*AIM OF THE TASK*
Since each line must match the original, copy out the records with no differences at all.

*THE RECORDS*
──────────

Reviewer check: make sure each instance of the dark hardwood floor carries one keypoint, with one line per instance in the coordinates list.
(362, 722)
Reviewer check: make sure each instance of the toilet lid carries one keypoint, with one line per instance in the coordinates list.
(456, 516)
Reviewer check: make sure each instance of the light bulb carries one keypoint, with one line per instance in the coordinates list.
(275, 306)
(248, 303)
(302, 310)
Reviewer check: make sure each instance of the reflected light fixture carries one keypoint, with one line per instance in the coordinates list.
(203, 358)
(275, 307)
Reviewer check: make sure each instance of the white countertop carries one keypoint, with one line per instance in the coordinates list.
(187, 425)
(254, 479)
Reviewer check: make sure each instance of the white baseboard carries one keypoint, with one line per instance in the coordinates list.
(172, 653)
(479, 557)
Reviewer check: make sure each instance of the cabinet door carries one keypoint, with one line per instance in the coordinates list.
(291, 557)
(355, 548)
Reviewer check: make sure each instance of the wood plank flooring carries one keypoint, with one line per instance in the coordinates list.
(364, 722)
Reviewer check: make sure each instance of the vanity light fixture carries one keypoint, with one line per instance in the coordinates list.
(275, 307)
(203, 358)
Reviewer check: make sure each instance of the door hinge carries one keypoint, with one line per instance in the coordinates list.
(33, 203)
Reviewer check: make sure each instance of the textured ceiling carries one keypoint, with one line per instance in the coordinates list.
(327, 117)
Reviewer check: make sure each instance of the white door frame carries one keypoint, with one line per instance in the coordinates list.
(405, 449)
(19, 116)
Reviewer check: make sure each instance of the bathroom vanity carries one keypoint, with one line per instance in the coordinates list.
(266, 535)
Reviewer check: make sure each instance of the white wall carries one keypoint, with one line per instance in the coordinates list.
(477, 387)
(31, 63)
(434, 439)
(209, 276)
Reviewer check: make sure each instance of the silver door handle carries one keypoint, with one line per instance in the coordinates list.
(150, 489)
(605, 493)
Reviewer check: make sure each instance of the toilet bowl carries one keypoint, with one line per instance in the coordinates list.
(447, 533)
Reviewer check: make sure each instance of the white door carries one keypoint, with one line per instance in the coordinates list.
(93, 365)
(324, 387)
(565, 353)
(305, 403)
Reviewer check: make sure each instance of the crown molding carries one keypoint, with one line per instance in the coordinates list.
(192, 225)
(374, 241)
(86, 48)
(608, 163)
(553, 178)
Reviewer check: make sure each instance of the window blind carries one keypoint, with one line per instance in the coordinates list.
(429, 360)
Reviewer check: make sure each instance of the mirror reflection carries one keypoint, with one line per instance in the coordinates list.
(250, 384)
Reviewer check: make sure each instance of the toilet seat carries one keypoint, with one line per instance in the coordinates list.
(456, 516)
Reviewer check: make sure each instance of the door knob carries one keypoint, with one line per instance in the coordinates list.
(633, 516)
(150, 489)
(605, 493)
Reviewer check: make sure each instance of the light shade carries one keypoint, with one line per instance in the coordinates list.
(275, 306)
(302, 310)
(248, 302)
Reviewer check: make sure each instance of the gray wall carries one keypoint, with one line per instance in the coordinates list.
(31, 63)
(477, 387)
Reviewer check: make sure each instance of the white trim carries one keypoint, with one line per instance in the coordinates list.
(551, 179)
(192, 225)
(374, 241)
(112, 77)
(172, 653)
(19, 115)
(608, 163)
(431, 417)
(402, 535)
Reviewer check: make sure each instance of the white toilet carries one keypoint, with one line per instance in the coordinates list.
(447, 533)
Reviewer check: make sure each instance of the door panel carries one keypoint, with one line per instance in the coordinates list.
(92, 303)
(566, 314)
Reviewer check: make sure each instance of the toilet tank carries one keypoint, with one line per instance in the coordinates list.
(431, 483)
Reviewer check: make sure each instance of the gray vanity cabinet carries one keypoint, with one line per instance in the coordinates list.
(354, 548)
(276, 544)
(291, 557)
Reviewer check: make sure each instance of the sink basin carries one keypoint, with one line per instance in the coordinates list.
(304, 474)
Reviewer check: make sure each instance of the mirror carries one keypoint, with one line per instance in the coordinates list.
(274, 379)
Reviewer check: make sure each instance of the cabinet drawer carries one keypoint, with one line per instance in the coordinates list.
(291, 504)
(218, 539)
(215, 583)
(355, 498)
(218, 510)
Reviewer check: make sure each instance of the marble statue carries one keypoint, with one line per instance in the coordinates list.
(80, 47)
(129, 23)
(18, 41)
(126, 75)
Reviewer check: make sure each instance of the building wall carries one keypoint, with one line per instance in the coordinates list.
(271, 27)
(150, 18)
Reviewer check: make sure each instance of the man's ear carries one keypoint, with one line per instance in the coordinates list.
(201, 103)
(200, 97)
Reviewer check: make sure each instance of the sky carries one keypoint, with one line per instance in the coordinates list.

──────────

*WRITTEN RESPONSE*
Reviewer check: make sure each instance of the dark hardwood floor carries one keypoint, with one line per instance in the coordinates list.
(362, 722)
Reviewer check: make sure each instance of the toilet lid carries one keypoint, with one line per instance in the coordinates list.
(456, 516)
Reviewer check: make sure each instance of the light bulb carries one keypoint, with one line per instance in the coordinates list.
(275, 306)
(248, 303)
(302, 310)
Reviewer check: make sure each instance of the reflected light fixture carries one keypoint, with one line per instance in the coordinates list.
(203, 358)
(275, 307)
Reviewer check: make sure each instance of the white countertop carries one keypoint, with one line per instance in the coordinates list.
(187, 425)
(254, 479)
Reviewer check: make sure each instance of the white baseboard carries one keypoint, with one line per instance in the coordinates list.
(172, 653)
(479, 557)
Reviewer check: make sure each instance of the cabinet door carries one keypoint, with one line per instance in the coordinates list.
(291, 557)
(355, 548)
Reviewer check: make sure each instance of the wood plank flooring carries one keypoint, with one line per instance in the coordinates list.
(364, 722)
Reviewer check: make sure each instance of the vanity light fixture carries one keypoint, with one line per instance in the coordinates list.
(275, 307)
(203, 358)
Reviewer check: make sure each instance of the door hinge carries one keypoint, with one line per instance in the coordinates list.
(33, 203)
Reviewer check: make sure each instance of the textured ceiling carries one keypoint, with one line per instance in the coordinates list.
(327, 117)
Reviewer check: make sure each instance of the white door frame carries one keypoint, with one line per instance in the coordinates list.
(405, 449)
(19, 116)
Reviewer check: make sure each instance of the bathroom vanity carries one keypoint, with one line per instance in the coordinates list.
(266, 535)
Reviewer check: make sure each instance of the white wall carries one keypoint, with one line per instance in the coordinates list.
(477, 387)
(31, 63)
(434, 439)
(209, 276)
Reviewer check: make sure each instance of the silver door handle carries one keypoint, with one line per instance in the coordinates list.
(150, 489)
(605, 493)
Reviewer check: make sure each instance of the toilet bowl carries one keypoint, with one line per instance in the coordinates list.
(447, 533)
Reviewer check: make sure each instance of the white door carries one keypoint, with one line per instance in the coordinates list.
(93, 365)
(324, 387)
(565, 353)
(305, 403)
Reviewer check: make sure each instance of the crown molding carries one keypoint, with one line per instance in the coordinates list.
(192, 225)
(374, 241)
(86, 48)
(608, 163)
(553, 178)
Reviewer check: make sure each instance of the window blind carries one keypoint, with one line per instance in the coordinates list.
(429, 360)
Reviewer check: make sure each instance of the mirror reflection carries one keypoint, with one line per instance in the coordinates list.
(250, 384)
Reviewer check: make sure each instance of the toilet seat carries one keypoint, with one line per instance in the coordinates list.
(456, 516)
Reviewer check: make sure each instance of the door knob carries one keypoint, with one line per instance in the coordinates list.
(633, 516)
(150, 489)
(605, 493)
Reviewer check: make sure each instance of the light shade carries one keypoint, with one line per instance in the coordinates list.
(275, 306)
(302, 310)
(248, 302)
Reviewer check: make sure each instance of the gray wall carries one keypoint, with one line per instance in the coordinates list.
(31, 63)
(477, 387)
Reviewer check: make sure each instance of the white trim carries one keypoint, with one line per instance in the coordinates list.
(551, 179)
(192, 225)
(374, 241)
(112, 77)
(172, 653)
(19, 115)
(608, 163)
(431, 417)
(402, 535)
Reviewer check: make sure each instance of the white toilet carries one keypoint, with one line per instance in the coordinates list.
(447, 533)
Reviewer check: make sure each instance of the door panel carries one keypoint, with one line per instance in the coordinates list.
(92, 303)
(566, 314)
Reviewer check: make sure each instance of the toilet tank carries one keypoint, with one line per instance in the coordinates list.
(431, 483)
Reviewer check: make sure each instance of the gray vanity cabinet carries one keypoint, with one line per instance in the coordinates list.
(354, 548)
(276, 544)
(291, 557)
Reviewer check: make sure each instance of the sink basin carries one keypoint, with one line per instance in the coordinates list.
(304, 474)
Reviewer check: make sure each instance of the mirror carries one keypoint, with one line per instance in the coordinates list.
(274, 379)
Reviewer check: make sure each instance of the cabinet drawer carries one keypoint, with one line per instance in the coordinates list.
(291, 504)
(218, 539)
(215, 583)
(355, 498)
(218, 510)
Reviewer check: make sure each instance of the marble statue carries one keypoint, with one line per instance in the coordinates list.
(80, 47)
(129, 23)
(18, 41)
(126, 75)
Reviewer check: make sure each instance of the building wall carries one keypoint, with one line per instance in the coordinates list.
(271, 27)
(150, 18)
Reviewer check: make sure each instance of the man's ear carries one keypoint, with one line per instance in the coordinates list.
(201, 103)
(200, 97)
Reviewer check: make sure each instance of the sky carries one keypoint, with one line per instance in the coordinates list.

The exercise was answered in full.